**Description of the task:** Output every entry exactly as given.

(Records contained in a dataset)
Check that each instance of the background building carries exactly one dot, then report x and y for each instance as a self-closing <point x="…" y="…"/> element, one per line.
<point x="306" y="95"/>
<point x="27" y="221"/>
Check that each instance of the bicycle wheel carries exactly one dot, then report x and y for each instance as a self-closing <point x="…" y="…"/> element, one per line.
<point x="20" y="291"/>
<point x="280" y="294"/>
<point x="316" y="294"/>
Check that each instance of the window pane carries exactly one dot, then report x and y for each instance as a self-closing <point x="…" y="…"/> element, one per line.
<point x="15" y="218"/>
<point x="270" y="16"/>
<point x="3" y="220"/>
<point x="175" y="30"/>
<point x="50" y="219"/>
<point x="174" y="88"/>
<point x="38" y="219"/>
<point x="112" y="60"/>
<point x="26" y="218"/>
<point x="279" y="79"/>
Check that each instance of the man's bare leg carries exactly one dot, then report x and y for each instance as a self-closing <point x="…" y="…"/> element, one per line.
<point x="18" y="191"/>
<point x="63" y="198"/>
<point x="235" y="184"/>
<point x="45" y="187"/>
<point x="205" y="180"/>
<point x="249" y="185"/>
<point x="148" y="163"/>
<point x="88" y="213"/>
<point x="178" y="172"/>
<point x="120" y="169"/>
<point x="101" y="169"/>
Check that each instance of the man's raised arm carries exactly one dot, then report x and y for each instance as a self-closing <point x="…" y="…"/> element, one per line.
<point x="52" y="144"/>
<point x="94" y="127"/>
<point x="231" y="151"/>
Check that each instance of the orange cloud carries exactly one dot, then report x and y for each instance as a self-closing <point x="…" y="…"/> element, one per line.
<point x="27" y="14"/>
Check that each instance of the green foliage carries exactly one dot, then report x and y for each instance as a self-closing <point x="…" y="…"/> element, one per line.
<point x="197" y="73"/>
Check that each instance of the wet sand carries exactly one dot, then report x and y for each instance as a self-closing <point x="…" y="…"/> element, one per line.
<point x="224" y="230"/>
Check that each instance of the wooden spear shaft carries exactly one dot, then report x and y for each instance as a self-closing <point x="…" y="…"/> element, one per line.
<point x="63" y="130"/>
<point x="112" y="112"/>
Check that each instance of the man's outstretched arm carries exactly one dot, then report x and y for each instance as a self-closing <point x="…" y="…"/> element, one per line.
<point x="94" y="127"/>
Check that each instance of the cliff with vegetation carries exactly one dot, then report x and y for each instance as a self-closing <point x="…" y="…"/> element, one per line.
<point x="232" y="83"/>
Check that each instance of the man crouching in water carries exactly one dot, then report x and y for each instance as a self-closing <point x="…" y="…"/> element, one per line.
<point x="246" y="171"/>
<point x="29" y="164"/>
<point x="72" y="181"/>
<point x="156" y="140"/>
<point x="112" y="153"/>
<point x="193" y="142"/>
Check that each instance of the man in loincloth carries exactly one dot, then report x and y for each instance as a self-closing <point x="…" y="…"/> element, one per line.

**Solution to this exercise:**
Check that each instance of the background building carries exactly one dot, then report x and y for each instance as a self-closing <point x="…" y="…"/> element, one per line.
<point x="306" y="95"/>
<point x="27" y="221"/>
Check that each instance of the bicycle wheel carries exactly one dot, then report x and y for each instance as a self-closing <point x="…" y="…"/> element, one per line.
<point x="20" y="291"/>
<point x="280" y="294"/>
<point x="316" y="294"/>
Check that each instance of the window pane carries exactly one dot, then report x and y for each instance as a self-closing <point x="…" y="…"/> element, one per line.
<point x="15" y="218"/>
<point x="270" y="16"/>
<point x="3" y="220"/>
<point x="175" y="30"/>
<point x="50" y="219"/>
<point x="174" y="88"/>
<point x="38" y="219"/>
<point x="112" y="60"/>
<point x="26" y="218"/>
<point x="279" y="79"/>
Check that each instance of the man's bare leg carries exactly one dot, then report x and y for each instance as a self-closing <point x="…" y="…"/> element, one per line.
<point x="18" y="191"/>
<point x="63" y="198"/>
<point x="235" y="184"/>
<point x="45" y="187"/>
<point x="205" y="180"/>
<point x="249" y="185"/>
<point x="148" y="163"/>
<point x="88" y="213"/>
<point x="178" y="172"/>
<point x="120" y="169"/>
<point x="101" y="169"/>
Check that each instance of the man's raised arm carries exactly one dot, then report x and y for each instance as a self-closing <point x="…" y="…"/> element, one per line.
<point x="52" y="144"/>
<point x="94" y="127"/>
<point x="231" y="151"/>
Check that each instance of the orange cloud carries exactly one dot, then report x and y for each instance as a self-closing <point x="…" y="…"/> element, one per line.
<point x="27" y="14"/>
Check that each instance of the green foliage carries exactly one dot, then report x and y for each instance as a self-closing <point x="…" y="…"/> element, one per line.
<point x="197" y="73"/>
Check that each instance of the wet sand carries exactly one dot, then report x and y for each instance as a self-closing <point x="…" y="…"/> element, one per line.
<point x="224" y="230"/>
Check that each instance of the wooden spear shaft carries exactly one dot, then report x and y for each instance as a self-closing <point x="…" y="…"/> element, one per line.
<point x="63" y="130"/>
<point x="112" y="112"/>
Check that each instance of the man's outstretched arm carries exactly one dot, then report x and y for each instance as a self-closing <point x="…" y="…"/> element, one per line.
<point x="94" y="127"/>
Check that each instance of the cliff with vegetation carries exactly one dot, then report x and y for each instance as a self-closing <point x="…" y="…"/> element, one per line.
<point x="232" y="83"/>
Check that each instance of the man crouching in water carries exactly one dot, then report x and y for each instance as a self-closing <point x="…" y="…"/> element, one per line.
<point x="246" y="171"/>
<point x="29" y="164"/>
<point x="72" y="181"/>
<point x="156" y="140"/>
<point x="112" y="153"/>
<point x="193" y="142"/>
Check that each instance of the man in loincloth carries exactly one dot, then report x and y for each instance as a self-closing <point x="…" y="…"/> element, one per line.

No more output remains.